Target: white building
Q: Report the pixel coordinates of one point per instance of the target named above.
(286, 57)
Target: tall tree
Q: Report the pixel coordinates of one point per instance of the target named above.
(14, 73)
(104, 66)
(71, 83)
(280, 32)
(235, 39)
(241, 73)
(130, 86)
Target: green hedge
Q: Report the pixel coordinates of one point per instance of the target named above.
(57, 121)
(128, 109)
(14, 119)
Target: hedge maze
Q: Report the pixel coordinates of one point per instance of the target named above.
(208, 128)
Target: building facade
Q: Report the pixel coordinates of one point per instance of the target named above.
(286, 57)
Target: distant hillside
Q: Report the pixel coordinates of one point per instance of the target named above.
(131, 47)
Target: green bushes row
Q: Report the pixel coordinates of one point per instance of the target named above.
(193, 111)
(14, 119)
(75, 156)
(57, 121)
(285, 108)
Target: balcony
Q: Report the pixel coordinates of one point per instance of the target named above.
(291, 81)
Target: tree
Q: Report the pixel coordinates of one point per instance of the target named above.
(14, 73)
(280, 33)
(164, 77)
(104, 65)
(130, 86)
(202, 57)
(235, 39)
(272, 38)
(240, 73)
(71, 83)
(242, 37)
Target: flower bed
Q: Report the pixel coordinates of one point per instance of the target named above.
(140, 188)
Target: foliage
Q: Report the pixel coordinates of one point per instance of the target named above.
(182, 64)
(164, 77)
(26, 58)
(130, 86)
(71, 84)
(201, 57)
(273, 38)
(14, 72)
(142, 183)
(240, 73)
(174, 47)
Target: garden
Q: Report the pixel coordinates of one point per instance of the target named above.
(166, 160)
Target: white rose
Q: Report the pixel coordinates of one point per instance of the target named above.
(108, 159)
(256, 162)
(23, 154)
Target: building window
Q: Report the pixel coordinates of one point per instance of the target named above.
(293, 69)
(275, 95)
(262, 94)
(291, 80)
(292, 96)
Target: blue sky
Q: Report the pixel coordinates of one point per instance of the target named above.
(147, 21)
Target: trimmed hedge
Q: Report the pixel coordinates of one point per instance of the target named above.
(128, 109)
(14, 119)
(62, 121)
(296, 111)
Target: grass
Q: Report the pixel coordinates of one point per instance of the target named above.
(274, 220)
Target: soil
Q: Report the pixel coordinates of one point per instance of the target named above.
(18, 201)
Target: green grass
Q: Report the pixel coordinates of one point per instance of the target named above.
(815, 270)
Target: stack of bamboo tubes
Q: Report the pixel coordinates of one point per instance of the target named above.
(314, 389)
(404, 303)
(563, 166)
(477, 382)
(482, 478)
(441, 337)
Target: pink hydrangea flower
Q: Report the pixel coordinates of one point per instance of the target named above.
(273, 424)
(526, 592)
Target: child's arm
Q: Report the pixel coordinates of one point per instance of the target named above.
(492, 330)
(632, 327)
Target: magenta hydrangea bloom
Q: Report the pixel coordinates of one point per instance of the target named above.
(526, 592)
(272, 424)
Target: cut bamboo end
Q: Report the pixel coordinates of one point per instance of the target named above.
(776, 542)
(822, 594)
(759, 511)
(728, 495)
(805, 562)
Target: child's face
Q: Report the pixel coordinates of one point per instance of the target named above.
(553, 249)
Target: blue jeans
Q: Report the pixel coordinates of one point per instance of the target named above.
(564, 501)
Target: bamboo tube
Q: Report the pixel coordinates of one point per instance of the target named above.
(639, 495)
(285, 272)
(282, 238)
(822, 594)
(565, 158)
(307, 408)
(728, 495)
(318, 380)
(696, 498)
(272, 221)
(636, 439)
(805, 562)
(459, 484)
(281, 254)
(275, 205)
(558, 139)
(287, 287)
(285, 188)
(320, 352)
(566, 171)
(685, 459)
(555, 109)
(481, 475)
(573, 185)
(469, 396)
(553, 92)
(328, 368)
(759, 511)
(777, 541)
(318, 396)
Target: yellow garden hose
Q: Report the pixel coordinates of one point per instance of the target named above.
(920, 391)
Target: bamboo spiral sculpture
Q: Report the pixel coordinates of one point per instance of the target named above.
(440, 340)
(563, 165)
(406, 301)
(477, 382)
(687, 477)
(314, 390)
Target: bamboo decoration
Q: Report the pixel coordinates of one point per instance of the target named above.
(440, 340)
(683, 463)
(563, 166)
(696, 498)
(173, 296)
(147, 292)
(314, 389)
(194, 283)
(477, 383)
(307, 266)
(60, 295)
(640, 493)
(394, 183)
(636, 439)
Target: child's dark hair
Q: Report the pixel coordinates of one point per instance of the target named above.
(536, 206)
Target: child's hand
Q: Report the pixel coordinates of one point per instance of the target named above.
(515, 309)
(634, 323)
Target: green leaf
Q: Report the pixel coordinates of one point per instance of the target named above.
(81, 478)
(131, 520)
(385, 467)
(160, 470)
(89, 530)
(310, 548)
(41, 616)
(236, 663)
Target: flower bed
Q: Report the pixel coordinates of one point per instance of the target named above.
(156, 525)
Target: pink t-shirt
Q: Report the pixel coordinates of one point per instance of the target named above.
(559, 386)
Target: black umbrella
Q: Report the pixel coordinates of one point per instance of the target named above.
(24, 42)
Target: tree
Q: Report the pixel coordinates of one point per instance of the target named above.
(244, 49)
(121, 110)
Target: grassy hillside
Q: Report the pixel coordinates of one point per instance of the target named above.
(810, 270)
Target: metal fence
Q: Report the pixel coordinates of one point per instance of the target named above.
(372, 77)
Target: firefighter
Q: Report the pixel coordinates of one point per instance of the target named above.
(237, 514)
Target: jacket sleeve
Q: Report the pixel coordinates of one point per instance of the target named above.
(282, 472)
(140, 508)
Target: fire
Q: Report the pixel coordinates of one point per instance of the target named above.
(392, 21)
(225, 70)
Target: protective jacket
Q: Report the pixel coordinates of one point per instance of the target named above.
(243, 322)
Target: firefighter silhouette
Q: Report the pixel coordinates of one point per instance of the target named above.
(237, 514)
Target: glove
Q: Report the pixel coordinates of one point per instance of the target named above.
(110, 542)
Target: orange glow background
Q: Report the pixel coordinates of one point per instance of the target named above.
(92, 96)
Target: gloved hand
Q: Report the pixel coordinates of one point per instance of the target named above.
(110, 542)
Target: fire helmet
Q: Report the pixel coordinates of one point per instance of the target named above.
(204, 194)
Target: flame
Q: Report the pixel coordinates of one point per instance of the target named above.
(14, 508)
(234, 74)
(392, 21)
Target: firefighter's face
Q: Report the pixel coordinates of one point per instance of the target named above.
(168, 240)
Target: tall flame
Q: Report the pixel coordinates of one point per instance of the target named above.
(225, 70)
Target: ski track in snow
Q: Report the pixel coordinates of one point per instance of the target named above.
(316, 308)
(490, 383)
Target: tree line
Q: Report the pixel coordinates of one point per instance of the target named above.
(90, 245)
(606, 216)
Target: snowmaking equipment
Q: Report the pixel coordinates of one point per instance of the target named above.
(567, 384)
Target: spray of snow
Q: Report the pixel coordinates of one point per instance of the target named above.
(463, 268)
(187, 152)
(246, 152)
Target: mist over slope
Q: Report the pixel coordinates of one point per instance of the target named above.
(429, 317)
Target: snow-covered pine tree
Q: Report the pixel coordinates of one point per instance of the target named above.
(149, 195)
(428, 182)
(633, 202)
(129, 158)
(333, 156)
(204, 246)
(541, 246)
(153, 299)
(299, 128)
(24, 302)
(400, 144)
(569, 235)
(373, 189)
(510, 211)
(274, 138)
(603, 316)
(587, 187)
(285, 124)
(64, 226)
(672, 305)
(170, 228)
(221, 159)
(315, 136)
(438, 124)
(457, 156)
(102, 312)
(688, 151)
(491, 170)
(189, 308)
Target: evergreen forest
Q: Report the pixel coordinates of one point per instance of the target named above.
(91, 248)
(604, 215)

* * *

**WORK TO BE COMPLETED**
All lines from the line containing "Target: protective jacket" through the end of the listing above are to be duplicated exactly; include both ends and nothing further.

**OUTPUT**
Target: protective jacket
Q: Report the pixel coordinates of one point per instance of the target named above.
(243, 322)
Target: firefighter silhouette
Q: Report the pixel coordinates of one point per instance of the target named above.
(237, 514)
Target: glove
Q: Report the pixel coordinates of one point per instance of the target named above.
(110, 542)
Target: orange glow background
Q: Report the pixel coordinates of one point per instance of the target named above.
(92, 96)
Target: gloved hand
Q: Report the pixel coordinates of one point per instance of the target named above.
(110, 542)
Target: fire helmet
Q: Report the pixel coordinates of one point per instance of the target named above.
(204, 194)
Target: flame
Q: Report the pixel coordinates of one point per instance of the target named above.
(14, 508)
(234, 74)
(392, 21)
Target: firefighter's face
Q: Report the pixel coordinates of one point per instance of the target named above.
(168, 240)
Target: tall flame
Q: Report the pixel coordinates of one point per instance of the target named above.
(225, 70)
Target: ski track in snow
Q: Report the pixel coordinates of one point per instance of the target named above.
(316, 308)
(490, 383)
Target: tree line
Q: Report the pixel coordinates of one point per instance of the target named above.
(90, 245)
(606, 216)
Target: snowmaking equipment
Q: Report the pixel coordinates of one point per instance of the target named above.
(567, 384)
Target: spray of snow
Q: Report the pixel coordinates of one point per instance of the target named above.
(463, 268)
(187, 152)
(246, 152)
Target: mist over slope
Q: Report the pixel coordinates of one point per instance of the target named above.
(429, 317)
Target: snow-covered pine tree
Q: Report the pixel coordinates of one point per instance of the target named above.
(149, 195)
(428, 182)
(633, 202)
(129, 158)
(333, 156)
(204, 246)
(541, 246)
(153, 299)
(299, 128)
(24, 302)
(400, 144)
(569, 235)
(373, 189)
(510, 211)
(274, 138)
(603, 316)
(587, 187)
(285, 124)
(64, 226)
(672, 305)
(170, 228)
(221, 159)
(315, 136)
(438, 124)
(457, 156)
(102, 312)
(688, 151)
(491, 170)
(189, 308)
Target: evergreen forest
Q: Report the pixel coordinates of one point per instance of the target named above.
(91, 248)
(604, 215)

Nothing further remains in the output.